***** Extracted material

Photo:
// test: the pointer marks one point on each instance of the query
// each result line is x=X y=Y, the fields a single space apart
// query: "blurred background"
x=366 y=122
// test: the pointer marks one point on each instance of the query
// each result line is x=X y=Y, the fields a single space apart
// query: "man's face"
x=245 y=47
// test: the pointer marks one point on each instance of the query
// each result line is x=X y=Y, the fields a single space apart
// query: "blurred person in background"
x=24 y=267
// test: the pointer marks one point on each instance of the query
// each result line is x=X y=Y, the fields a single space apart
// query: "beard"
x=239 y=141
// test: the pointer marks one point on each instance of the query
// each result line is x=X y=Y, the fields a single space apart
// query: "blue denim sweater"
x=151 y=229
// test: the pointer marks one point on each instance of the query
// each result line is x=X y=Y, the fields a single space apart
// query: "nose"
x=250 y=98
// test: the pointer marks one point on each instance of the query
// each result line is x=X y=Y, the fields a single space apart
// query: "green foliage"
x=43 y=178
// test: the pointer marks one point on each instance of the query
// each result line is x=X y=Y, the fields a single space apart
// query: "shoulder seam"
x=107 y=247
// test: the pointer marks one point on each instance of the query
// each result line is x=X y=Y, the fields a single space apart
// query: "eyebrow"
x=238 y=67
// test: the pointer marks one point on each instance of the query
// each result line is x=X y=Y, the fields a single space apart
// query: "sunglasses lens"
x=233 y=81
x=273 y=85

**********

[Your task]
Repeat all the entries word for word.

[Full response]
Photo:
// test: the pointer marks one point on each instance of the query
// each result line is x=X y=Y, the fields a single space apart
// query: "blurred background"
x=366 y=122
// test: the pointer marks one point on each instance of the query
// each result line is x=X y=Y, the fields a single space apart
// query: "man's face"
x=245 y=47
// test: the pointer marks one point on each instance of the query
// each result line is x=X y=Y, the fields a single space apart
// query: "blurred person in background"
x=24 y=267
// test: the pointer marks one point on each instance of the query
// each result line is x=X y=Y, the fields a single space apart
// query: "beard"
x=239 y=141
// test: the pointer marks one point on each instance of the query
// each result line is x=X y=Y, the fields a single space apart
// query: "blue denim sweater"
x=151 y=229
// test: the pointer marks one point on each instance of the query
// each result line is x=X y=Y, the fields a single space apart
// query: "nose"
x=250 y=98
// test: the pointer marks one point on each instance of the query
// each result line is x=X y=Y, the fields a single space apart
// query: "green foliage"
x=43 y=178
// test: the pointer marks one point on each instance of the query
// each result line is x=X y=Y, the fields a single space apart
// query: "shoulder seam"
x=107 y=247
// test: the pointer marks one point on each instance of the query
// each result line is x=X y=Y, the fields a single space apart
// query: "eyebrow"
x=238 y=67
// test: the pointer marks one point on each instance of the query
// each result line is x=X y=Y, the fields a single space apart
// query: "sunglasses lens"
x=233 y=81
x=273 y=85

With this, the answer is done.